-- Opening Marker --
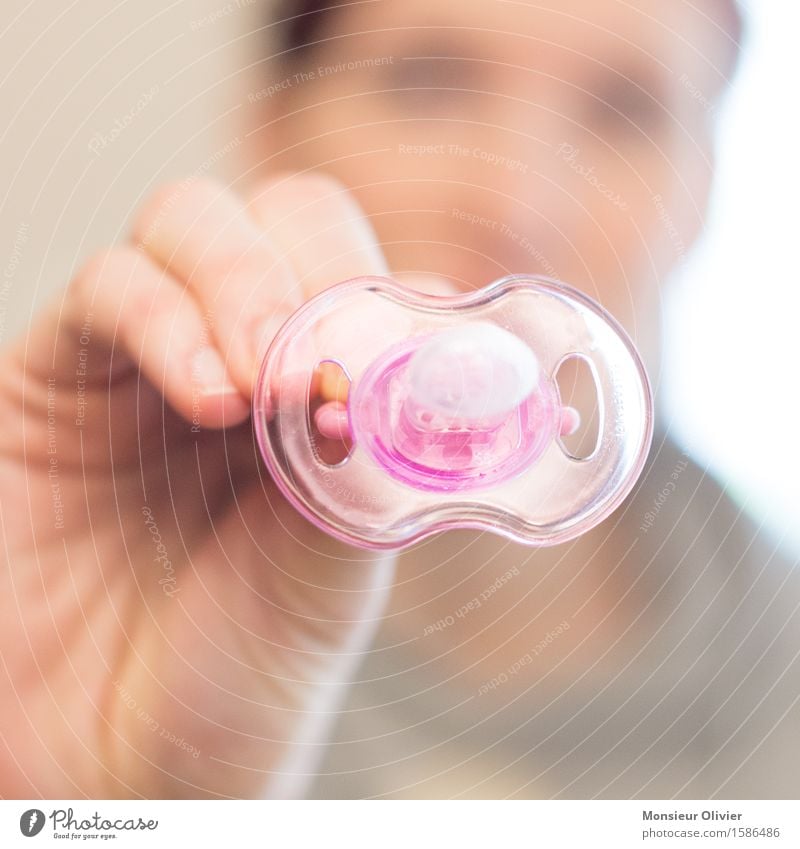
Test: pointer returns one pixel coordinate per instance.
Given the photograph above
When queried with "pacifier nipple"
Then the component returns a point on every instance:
(478, 372)
(460, 409)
-- Closing Marker --
=== Assignment ===
Could you restate each record word for word, keeping the pictures out?

=== Written response ===
Test: pointer returns one pixel coordinate per instance.
Given the photograph above
When queried with "pacifier nipple"
Then the component returns a point on every instance:
(478, 372)
(460, 409)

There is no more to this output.